What to work on – Format all of the data below as a numbered list with one line per item, leaving out any blank lines.

Excerpts from a pointing dataset –
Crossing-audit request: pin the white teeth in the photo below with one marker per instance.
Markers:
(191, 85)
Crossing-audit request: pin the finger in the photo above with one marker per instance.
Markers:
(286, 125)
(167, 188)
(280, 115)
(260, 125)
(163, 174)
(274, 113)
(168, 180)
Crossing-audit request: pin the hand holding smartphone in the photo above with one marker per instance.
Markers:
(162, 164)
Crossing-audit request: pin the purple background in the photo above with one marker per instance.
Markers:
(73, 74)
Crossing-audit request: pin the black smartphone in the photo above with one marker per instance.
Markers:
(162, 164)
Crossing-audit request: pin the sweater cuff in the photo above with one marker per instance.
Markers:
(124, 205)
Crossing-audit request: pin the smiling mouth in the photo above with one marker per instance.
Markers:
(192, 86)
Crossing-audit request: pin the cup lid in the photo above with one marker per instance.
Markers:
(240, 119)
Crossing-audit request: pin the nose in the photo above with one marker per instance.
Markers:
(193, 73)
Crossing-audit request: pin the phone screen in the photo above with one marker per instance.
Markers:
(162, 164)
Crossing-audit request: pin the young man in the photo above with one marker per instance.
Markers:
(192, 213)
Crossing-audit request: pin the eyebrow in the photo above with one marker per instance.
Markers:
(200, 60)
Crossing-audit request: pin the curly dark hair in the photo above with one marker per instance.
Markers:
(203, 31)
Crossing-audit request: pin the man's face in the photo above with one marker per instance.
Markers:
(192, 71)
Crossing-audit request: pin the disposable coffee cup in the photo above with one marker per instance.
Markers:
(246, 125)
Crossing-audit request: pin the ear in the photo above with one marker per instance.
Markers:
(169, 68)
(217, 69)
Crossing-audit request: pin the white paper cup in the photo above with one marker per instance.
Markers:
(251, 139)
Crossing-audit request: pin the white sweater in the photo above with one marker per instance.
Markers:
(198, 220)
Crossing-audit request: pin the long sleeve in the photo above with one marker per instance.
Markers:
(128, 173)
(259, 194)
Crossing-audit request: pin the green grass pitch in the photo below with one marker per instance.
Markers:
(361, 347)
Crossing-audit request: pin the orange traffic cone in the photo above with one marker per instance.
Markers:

Result –
1. Crossing-audit request: pin the white teeth in the photo below with one marker per instance.
2. Markers:
3. (191, 85)
4. Crossing-audit request: pin the finger in the photo above with one marker per instance.
5. Markers:
6. (286, 125)
7. (167, 188)
8. (280, 115)
9. (260, 125)
10. (163, 174)
11. (274, 113)
12. (168, 180)
13. Crossing-audit request: pin the hand holding smartphone in the photo above with one marker per instance.
14. Markers:
15. (162, 164)
16. Crossing-audit request: pin the purple background in the photo above with one marker per instance.
17. Markers:
18. (73, 74)
19. Crossing-audit request: pin the black smartphone in the photo above with one marker per instance.
20. Markers:
21. (162, 164)
22. Crossing-audit request: pin the sweater cuff in the photo above with one marker per instance.
23. Markers:
24. (124, 205)
25. Crossing-audit request: pin the smiling mouth in the photo above with one marker per instance.
26. Markers:
27. (192, 86)
28. Crossing-audit request: pin the cup lid in the photo above with one marker per instance.
29. Markers:
30. (240, 119)
31. Crossing-audit request: pin the nose in the photo above with one marker per instance.
32. Markers:
33. (193, 73)
34. Crossing-audit request: pin the phone screen in the photo above with one marker per instance.
35. Markers:
36. (162, 164)
37. Crossing-audit request: pin the young man in the photo above with one marker per instance.
38. Markers:
39. (192, 213)
40. Crossing-audit request: pin the eyebrow in the photo above with one marker per instance.
41. Markers:
42. (200, 60)
43. Crossing-audit request: pin the curly dark hair in the photo above with one marker per instance.
44. Markers:
45. (203, 31)
46. Crossing-audit request: pin the man's face in the photo above with one marker per instance.
47. Markers:
48. (192, 71)
49. Crossing-audit request: pin the disposable coffee cup in the photo above with one marker per instance.
50. Markers:
51. (246, 125)
52. Crossing-audit request: pin the ear in the photo above with one marker per instance.
53. Markers:
54. (169, 68)
55. (217, 69)
56. Crossing-audit request: pin the white paper cup in the photo above with one marker per instance.
57. Markers:
58. (251, 139)
59. Crossing-audit request: pin the white sweater in the photo above with one marker per instance.
60. Markers:
61. (198, 220)
62. Crossing-audit request: pin the long sleeve in the photo above with one marker per instance.
63. Markers:
64. (128, 173)
65. (259, 194)
66. Crossing-audit request: pin the green grass pitch in the photo below with one marker per instance.
67. Markers:
68. (361, 347)
69. Crossing-audit request: pin the orange traffic cone in the photo above with one marker per instance.
70. Markers:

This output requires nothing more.